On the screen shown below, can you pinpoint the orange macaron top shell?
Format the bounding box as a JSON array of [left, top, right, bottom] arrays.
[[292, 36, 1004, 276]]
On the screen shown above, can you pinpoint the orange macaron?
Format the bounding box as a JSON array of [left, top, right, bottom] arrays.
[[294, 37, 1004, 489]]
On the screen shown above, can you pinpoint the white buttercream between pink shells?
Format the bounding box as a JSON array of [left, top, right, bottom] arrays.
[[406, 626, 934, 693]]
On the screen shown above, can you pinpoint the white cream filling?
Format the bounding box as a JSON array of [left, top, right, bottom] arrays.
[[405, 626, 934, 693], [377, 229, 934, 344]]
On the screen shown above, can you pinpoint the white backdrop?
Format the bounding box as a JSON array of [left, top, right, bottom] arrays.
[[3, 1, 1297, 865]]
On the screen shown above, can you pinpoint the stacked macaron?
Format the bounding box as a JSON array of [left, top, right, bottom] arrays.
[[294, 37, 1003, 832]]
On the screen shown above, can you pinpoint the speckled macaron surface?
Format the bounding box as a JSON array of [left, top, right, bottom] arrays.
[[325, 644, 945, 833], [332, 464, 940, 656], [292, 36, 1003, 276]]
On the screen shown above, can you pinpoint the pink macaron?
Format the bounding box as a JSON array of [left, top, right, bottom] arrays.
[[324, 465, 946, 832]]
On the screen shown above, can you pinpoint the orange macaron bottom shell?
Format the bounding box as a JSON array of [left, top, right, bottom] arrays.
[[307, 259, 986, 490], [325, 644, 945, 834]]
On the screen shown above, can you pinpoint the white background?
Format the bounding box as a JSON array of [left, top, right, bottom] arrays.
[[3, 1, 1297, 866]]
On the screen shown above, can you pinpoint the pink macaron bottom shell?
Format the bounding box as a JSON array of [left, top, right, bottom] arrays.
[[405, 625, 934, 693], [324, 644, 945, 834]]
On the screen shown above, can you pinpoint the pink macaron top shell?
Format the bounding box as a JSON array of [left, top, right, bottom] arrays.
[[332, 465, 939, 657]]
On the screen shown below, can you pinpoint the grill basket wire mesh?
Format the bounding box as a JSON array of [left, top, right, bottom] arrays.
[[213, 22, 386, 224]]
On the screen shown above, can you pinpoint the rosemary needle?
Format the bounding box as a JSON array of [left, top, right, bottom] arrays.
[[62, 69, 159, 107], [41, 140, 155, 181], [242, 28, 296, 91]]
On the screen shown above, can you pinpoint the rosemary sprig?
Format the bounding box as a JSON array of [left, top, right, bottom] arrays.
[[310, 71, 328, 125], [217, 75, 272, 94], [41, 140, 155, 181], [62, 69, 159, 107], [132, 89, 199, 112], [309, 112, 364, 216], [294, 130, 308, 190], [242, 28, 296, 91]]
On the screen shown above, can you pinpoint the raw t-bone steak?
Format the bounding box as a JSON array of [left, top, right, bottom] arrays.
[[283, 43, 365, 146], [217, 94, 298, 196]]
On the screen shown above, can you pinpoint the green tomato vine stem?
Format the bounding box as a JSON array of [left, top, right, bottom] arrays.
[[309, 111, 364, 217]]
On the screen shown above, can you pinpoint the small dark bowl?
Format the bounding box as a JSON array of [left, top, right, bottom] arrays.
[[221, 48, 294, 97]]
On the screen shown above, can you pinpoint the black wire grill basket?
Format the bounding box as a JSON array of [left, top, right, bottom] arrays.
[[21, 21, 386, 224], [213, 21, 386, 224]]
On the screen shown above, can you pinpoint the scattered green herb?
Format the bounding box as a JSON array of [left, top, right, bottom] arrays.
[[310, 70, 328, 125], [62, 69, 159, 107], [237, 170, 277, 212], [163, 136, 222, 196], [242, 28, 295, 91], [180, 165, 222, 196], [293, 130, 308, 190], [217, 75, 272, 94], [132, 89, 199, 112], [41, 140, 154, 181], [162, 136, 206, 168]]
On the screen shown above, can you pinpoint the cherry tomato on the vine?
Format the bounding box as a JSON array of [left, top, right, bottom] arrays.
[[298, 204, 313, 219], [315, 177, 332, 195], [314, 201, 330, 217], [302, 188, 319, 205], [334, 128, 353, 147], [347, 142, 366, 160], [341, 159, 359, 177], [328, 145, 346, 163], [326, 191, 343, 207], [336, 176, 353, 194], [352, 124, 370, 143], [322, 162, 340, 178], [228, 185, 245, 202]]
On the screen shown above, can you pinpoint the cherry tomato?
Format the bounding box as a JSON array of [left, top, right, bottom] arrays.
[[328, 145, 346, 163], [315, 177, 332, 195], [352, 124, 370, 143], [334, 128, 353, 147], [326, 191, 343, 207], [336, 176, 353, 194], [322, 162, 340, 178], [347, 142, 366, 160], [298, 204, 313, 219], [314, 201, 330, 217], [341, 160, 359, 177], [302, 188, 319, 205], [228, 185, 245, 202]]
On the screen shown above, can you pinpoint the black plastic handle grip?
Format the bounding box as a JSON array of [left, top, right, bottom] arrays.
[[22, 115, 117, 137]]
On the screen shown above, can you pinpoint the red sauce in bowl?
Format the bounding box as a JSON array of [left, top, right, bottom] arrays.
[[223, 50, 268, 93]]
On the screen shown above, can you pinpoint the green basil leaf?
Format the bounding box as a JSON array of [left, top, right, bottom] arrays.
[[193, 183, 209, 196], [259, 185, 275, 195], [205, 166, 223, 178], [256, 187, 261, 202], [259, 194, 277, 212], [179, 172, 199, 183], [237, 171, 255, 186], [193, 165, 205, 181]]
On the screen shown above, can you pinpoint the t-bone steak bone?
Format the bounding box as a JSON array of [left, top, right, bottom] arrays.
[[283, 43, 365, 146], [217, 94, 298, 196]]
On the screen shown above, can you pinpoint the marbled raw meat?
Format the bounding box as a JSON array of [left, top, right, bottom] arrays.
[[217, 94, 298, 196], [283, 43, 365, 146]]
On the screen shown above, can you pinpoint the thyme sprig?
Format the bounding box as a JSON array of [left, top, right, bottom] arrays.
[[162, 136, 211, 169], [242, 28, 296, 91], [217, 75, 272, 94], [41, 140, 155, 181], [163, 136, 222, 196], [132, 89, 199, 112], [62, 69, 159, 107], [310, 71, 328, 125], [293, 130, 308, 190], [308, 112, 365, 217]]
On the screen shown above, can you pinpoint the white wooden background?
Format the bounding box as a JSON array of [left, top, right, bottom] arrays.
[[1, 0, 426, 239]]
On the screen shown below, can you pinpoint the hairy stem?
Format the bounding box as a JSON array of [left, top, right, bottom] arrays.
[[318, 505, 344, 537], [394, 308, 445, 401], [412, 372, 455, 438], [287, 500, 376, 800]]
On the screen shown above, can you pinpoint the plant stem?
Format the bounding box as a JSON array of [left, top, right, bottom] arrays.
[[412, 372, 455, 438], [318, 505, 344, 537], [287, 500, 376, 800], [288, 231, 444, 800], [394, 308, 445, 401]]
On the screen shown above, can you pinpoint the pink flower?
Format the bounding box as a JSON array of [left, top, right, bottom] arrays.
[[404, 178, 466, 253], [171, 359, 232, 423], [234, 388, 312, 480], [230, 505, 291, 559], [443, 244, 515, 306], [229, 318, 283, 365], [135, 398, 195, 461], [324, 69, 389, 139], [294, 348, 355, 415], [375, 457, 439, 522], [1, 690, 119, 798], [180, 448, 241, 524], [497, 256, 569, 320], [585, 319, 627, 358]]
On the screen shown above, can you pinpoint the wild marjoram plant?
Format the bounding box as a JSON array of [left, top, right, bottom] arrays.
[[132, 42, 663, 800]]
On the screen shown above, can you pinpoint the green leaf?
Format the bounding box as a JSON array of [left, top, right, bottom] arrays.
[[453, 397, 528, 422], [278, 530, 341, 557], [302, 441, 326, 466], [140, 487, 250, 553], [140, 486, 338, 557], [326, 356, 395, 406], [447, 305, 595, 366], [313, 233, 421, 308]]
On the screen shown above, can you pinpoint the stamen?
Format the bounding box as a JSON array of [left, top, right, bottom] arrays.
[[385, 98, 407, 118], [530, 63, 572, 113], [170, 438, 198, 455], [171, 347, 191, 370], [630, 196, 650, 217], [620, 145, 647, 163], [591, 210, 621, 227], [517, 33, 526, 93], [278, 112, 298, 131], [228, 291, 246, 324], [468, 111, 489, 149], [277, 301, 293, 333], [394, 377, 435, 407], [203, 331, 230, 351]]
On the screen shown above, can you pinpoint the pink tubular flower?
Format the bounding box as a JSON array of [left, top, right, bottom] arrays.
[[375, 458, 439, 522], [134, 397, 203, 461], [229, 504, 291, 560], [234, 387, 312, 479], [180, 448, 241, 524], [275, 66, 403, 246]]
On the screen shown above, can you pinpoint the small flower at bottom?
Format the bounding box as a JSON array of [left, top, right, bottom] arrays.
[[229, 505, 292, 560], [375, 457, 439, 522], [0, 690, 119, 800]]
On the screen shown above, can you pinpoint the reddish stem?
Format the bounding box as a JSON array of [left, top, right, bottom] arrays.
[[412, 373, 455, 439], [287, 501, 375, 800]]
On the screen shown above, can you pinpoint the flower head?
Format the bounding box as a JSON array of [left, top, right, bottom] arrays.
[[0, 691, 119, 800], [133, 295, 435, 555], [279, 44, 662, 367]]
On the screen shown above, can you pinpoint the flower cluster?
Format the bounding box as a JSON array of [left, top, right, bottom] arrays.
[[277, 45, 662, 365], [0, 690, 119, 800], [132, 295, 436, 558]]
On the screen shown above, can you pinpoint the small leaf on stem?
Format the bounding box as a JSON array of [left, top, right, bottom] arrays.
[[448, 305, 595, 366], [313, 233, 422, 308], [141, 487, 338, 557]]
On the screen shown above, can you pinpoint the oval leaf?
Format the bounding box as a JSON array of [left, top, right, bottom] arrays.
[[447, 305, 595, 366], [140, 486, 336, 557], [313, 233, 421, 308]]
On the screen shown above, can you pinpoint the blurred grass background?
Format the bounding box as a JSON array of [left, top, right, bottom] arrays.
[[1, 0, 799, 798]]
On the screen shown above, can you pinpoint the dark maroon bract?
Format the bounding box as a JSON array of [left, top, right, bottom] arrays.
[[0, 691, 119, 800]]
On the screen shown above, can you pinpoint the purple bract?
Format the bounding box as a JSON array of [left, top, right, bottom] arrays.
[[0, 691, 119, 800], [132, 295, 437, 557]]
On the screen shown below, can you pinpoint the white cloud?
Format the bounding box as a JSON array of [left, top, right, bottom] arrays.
+++
What you are asked to do =
Read the entries and show each line that mentions "bone".

Answer to the problem =
On the screen shown above, can you pinpoint the raw t-bone steak?
On the screen shown above, can you pinpoint the t-bone steak bone?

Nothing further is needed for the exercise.